OBJECTIVE -
Answer from the article on U.S. spending in Bolivia below:
(a) Who is the U.S. Embassy spokesman interviewed in La Paz?
(b) What does MAS stand for in English?
(c) What share of the vote did Morales win in December 2005?

··· SUPPLIED TEXT ···

Bush Spending U.S. Tax Dollars
to Foment Unrest in Bolivia
Documents show that Washington
is backing Right-wing opposition to Bolivia's democratic reforms.
by Benjamin Dangl, The Progressive
www.alternet.org/, March 10, 2008.
A thick fence, surveillance cameras, and
armed guards protect the U.S. Embassy in La Paz. The embassy is
a tall, white building with narrow slits of windows that make
it look like a military bunker. After passing through a security
checkpoint, I sit down with U.S. Embassy spokesman Eric Watnik
and ask if the embassy is working against the socialist government
of Evo Morales. "Our cooperation in Bolivia is apolitical,
transparent, and given directly to assist in the development of
the country," Watnik tells me. "It is given to benefit
those who need it most."
From the Bush Administration's perspective,
that turns out to mean Morales's opponents. Declassified documents
and interviews on the ground in Bolivia prove that the Bush Administration
is using U.S. taxpayers' money to undermine the Morales government
and coopt the country's dynamic social movements--just as it has
tried to do recently in Venezuela and traditionally throughout
Latin America.
Much of that money is going through the
U.S. Agency for International Development (USAID). In July 2002,
a declassified message from the U.S. embassy in Bolivia to Washington
included the following message: "A planned USAID political
party reform project aims at implementing an existing Bolivian
law that would . . . over the long run, help build moderate, pro-democracy
political parties that can serve as a counterweight to the radical
MAS or its successors." MAS refers to Morales's party, which,
in English, stands for Movement Toward Socialism.
Morales won the presidency in December
2005 with 54 percent of the vote, but five regional governments
went to rightwing politicians. After Morales's victory, USAID,
through its Office of Transition Initiatives, decided "to
provide support to fledgling regional governments," USAID
documents reveal.

··· RAW RECORDS ···

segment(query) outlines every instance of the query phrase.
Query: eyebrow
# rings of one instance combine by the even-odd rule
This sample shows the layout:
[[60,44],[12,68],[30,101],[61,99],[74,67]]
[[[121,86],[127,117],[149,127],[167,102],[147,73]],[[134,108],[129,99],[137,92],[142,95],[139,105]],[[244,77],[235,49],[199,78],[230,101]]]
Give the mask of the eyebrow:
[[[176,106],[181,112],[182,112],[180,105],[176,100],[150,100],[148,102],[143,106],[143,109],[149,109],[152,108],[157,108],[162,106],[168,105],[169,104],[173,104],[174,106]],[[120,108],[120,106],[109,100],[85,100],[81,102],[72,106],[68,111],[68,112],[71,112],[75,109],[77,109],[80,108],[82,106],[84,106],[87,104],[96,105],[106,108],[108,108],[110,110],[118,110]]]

···

EXPECTED ANSWER -
(a) Eric Watnik
(b) Movement Toward Socialism
(c) 54 percent